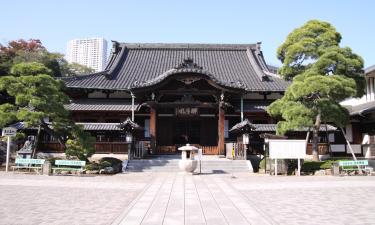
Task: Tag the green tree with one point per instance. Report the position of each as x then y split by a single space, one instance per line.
322 74
19 51
38 98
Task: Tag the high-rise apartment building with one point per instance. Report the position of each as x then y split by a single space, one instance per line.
91 52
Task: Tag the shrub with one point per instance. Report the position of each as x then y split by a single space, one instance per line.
92 166
111 160
104 164
53 159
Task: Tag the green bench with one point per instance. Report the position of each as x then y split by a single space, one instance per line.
349 166
69 165
30 164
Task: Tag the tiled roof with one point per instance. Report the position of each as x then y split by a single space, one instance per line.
259 106
361 109
245 125
86 126
100 105
100 126
230 65
370 69
272 128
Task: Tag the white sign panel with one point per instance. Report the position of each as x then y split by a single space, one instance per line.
========================================
• _Exercise prompt_: Repeat all the rows above, keeping each request line unchanged and offsetting every x and y point coordinate in the answers by +4. Omit the picture lines.

• _The reply_:
Task: Tag the green tree with one point per instance. Report the position of each as x then y split by a single space, one instance per line.
326 78
23 55
42 102
Task: Tag the high-rise apartment building with one point per instance. Report the position of each as x then y split by a single space, one instance per line.
95 56
Task: Tag the shrub with one point per instance. Report the position of each as x then y split by a single space, one instance per line.
96 170
115 164
108 168
57 163
Task: Tag the green bench with one point per instance. Report the position of each as x then y split by a single space, one instance per line.
353 170
73 169
34 168
Task: Tag the tiled roof with one point per instance. Report the position of each as x then y split by a single space, one instance per line.
263 110
365 113
249 129
90 130
104 109
104 130
234 69
374 73
276 132
Task: Tag the white sign panel with one point per instance. Report the position of each as x then y split by a single space, one instance per line.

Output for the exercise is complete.